◆ **PROBLEM DETAILS**
Copy each line exactly.

◆ **DATA SUPPLIED**
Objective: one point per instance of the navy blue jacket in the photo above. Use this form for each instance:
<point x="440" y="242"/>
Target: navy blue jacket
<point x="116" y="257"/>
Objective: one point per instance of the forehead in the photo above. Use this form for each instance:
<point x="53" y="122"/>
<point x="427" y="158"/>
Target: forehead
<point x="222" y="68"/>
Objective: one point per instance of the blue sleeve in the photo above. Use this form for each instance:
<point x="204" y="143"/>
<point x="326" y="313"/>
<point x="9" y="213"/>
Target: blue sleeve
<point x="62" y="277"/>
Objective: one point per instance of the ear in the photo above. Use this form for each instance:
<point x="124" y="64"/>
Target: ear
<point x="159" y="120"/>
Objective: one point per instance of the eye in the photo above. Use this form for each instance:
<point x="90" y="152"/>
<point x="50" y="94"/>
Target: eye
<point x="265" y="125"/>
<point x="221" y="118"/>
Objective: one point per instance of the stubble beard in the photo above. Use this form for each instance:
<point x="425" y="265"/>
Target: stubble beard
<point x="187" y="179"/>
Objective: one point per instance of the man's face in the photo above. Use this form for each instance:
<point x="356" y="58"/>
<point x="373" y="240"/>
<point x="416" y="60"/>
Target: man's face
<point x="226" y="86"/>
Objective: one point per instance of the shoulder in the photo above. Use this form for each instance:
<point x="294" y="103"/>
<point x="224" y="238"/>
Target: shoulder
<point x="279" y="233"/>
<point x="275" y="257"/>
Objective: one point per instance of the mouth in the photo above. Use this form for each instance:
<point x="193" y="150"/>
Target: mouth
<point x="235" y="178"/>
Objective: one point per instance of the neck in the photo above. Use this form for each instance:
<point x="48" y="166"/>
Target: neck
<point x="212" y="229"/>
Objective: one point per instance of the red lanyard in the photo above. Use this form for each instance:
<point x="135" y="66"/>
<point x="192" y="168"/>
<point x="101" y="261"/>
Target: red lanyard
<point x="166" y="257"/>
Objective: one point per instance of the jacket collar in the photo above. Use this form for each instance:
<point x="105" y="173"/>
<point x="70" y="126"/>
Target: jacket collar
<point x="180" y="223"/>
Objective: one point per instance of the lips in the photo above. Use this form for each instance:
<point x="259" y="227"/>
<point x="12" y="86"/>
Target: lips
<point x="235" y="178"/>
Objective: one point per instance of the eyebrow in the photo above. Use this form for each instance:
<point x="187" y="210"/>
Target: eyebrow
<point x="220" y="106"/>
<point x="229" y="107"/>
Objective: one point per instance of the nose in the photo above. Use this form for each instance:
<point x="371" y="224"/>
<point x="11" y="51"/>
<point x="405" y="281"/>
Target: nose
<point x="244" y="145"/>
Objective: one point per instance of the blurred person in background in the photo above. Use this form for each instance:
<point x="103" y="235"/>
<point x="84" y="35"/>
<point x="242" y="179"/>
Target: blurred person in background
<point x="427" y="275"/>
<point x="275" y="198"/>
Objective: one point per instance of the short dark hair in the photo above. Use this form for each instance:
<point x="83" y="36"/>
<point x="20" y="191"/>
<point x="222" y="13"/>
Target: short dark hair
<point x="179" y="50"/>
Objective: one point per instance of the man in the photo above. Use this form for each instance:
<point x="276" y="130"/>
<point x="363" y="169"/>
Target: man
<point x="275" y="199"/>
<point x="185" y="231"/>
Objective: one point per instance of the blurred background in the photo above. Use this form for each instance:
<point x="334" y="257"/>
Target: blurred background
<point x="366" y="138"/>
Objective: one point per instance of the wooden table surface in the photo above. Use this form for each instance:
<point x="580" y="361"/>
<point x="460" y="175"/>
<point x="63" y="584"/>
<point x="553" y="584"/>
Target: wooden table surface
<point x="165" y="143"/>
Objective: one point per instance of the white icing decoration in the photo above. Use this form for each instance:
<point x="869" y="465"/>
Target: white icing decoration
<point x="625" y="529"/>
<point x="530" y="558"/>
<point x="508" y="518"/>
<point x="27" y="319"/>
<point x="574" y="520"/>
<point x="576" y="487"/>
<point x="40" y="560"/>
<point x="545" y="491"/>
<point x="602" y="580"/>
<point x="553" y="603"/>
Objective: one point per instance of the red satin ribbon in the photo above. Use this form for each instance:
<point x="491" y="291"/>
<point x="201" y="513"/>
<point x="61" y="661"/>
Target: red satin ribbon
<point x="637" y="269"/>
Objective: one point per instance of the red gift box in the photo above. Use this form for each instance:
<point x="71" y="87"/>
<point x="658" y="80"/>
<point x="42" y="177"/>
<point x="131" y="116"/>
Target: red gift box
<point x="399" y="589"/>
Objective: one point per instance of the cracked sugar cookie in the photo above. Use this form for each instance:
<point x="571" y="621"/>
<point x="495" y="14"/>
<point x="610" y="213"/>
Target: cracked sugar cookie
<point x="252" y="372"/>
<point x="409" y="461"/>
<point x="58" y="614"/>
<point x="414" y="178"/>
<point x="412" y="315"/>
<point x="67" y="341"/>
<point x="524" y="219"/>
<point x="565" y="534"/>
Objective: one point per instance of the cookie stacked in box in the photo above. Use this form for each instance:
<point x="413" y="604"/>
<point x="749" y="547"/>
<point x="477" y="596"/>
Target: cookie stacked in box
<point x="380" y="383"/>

◆ **COMPLETE RESPONSE**
Objective: one point per instance of the navy blue jacket in the photo above. Use this form for each instance:
<point x="440" y="242"/>
Target: navy blue jacket
<point x="116" y="257"/>
Objective: one point per instance of the forehead in the photo above. Use this form for each instance:
<point x="53" y="122"/>
<point x="427" y="158"/>
Target: forehead
<point x="222" y="68"/>
Objective: one point per instance of the blue sleeve in the photo above. Use this form for each instance:
<point x="204" y="143"/>
<point x="326" y="313"/>
<point x="9" y="213"/>
Target: blue sleeve
<point x="62" y="277"/>
Objective: one point per instance of the ear in the photo above. Use this form for each instance:
<point x="124" y="64"/>
Target: ear
<point x="159" y="120"/>
Objective: one point per instance of the eye in the photo above. Use this form for each instance:
<point x="90" y="152"/>
<point x="50" y="94"/>
Target: eye
<point x="265" y="125"/>
<point x="221" y="118"/>
Objective: one point per instance of the stubble beard in the photo above. Use this form for each instance:
<point x="425" y="265"/>
Target: stubble beard
<point x="187" y="179"/>
Objective: one point per instance of the man's face in the photo above. Use this form for each instance:
<point x="356" y="58"/>
<point x="373" y="240"/>
<point x="416" y="60"/>
Target: man's face
<point x="226" y="86"/>
Objective: one point per instance of the shoulder in the photo above. Use this form for each instance:
<point x="294" y="103"/>
<point x="224" y="238"/>
Target: shoulder
<point x="279" y="233"/>
<point x="275" y="257"/>
Objective: one point per instance of the mouth in the photo above. Use this form for each instance:
<point x="193" y="150"/>
Target: mouth
<point x="235" y="178"/>
Objective: one point per instance of the neck in the photo above. Use this form for each instance:
<point x="48" y="166"/>
Target: neck
<point x="212" y="229"/>
Objective: one point per instance of the red lanyard in the photo above. Use this form for each instance:
<point x="135" y="66"/>
<point x="192" y="168"/>
<point x="101" y="261"/>
Target: red lanyard
<point x="166" y="257"/>
Objective: one point per instance of the jacket collar in the photo above. Use this form for each instance:
<point x="105" y="173"/>
<point x="70" y="126"/>
Target: jacket collar
<point x="180" y="223"/>
Objective: one point per instance of the lips in the photo above. Use this form for each instance:
<point x="259" y="227"/>
<point x="12" y="86"/>
Target: lips
<point x="235" y="178"/>
Objective: one point per instance of the eyebrow in the photo above. Use this form for each instance:
<point x="187" y="210"/>
Target: eyebrow
<point x="220" y="106"/>
<point x="229" y="107"/>
Objective: one point per instance of the nose in the photo above. Use this form for each instance:
<point x="371" y="224"/>
<point x="11" y="51"/>
<point x="405" y="281"/>
Target: nose
<point x="244" y="145"/>
Objective: one point per instance of the blurred person in background in the photo above. Use this form for each instance:
<point x="103" y="235"/>
<point x="84" y="35"/>
<point x="242" y="179"/>
Target: blurred person in background
<point x="427" y="275"/>
<point x="275" y="198"/>
Objective: one point per instance of the short dark hair in the photo above. Use this form for each instance:
<point x="83" y="36"/>
<point x="20" y="191"/>
<point x="222" y="13"/>
Target: short dark hair
<point x="179" y="50"/>
Objective: one point per instance of the man in the photo above. Use this form for each instance:
<point x="276" y="130"/>
<point x="363" y="169"/>
Target: man
<point x="275" y="199"/>
<point x="185" y="231"/>
Objective: one point per instance of the blurred background in the photo above. Use this form for each instance:
<point x="334" y="257"/>
Target: blurred background
<point x="366" y="138"/>
Objective: one point per instance of the wooden table surface in the photo above. Use this form for each instance:
<point x="580" y="361"/>
<point x="460" y="175"/>
<point x="63" y="584"/>
<point x="553" y="584"/>
Target: wooden table surface
<point x="165" y="143"/>
Objective: one point per instance of the white icing decoration in the photo above. Use this form for each instance:
<point x="869" y="465"/>
Target: white icing decoration
<point x="625" y="529"/>
<point x="530" y="558"/>
<point x="508" y="518"/>
<point x="27" y="319"/>
<point x="574" y="520"/>
<point x="576" y="487"/>
<point x="40" y="560"/>
<point x="545" y="491"/>
<point x="602" y="580"/>
<point x="553" y="603"/>
Objective: one point per instance of the red satin ribbon in the photo above. Use this form for each instance:
<point x="491" y="291"/>
<point x="201" y="513"/>
<point x="61" y="661"/>
Target: red satin ribbon
<point x="637" y="269"/>
Objective: one point per instance of the red gift box in the photo above. Use this form for each instance:
<point x="71" y="87"/>
<point x="658" y="80"/>
<point x="42" y="177"/>
<point x="131" y="116"/>
Target: red gift box
<point x="399" y="589"/>
Objective: one point per instance of the cracked sugar cookie in the photo above. Use this form for each instance:
<point x="571" y="621"/>
<point x="495" y="14"/>
<point x="610" y="213"/>
Target: cracked sugar cookie
<point x="252" y="372"/>
<point x="409" y="461"/>
<point x="58" y="614"/>
<point x="414" y="178"/>
<point x="412" y="315"/>
<point x="67" y="341"/>
<point x="524" y="219"/>
<point x="565" y="534"/>
Objective: one point per instance of the cookie stacked in box in the photo above. Use this form for each instance:
<point x="413" y="604"/>
<point x="749" y="547"/>
<point x="477" y="596"/>
Target: cookie stacked in box
<point x="380" y="383"/>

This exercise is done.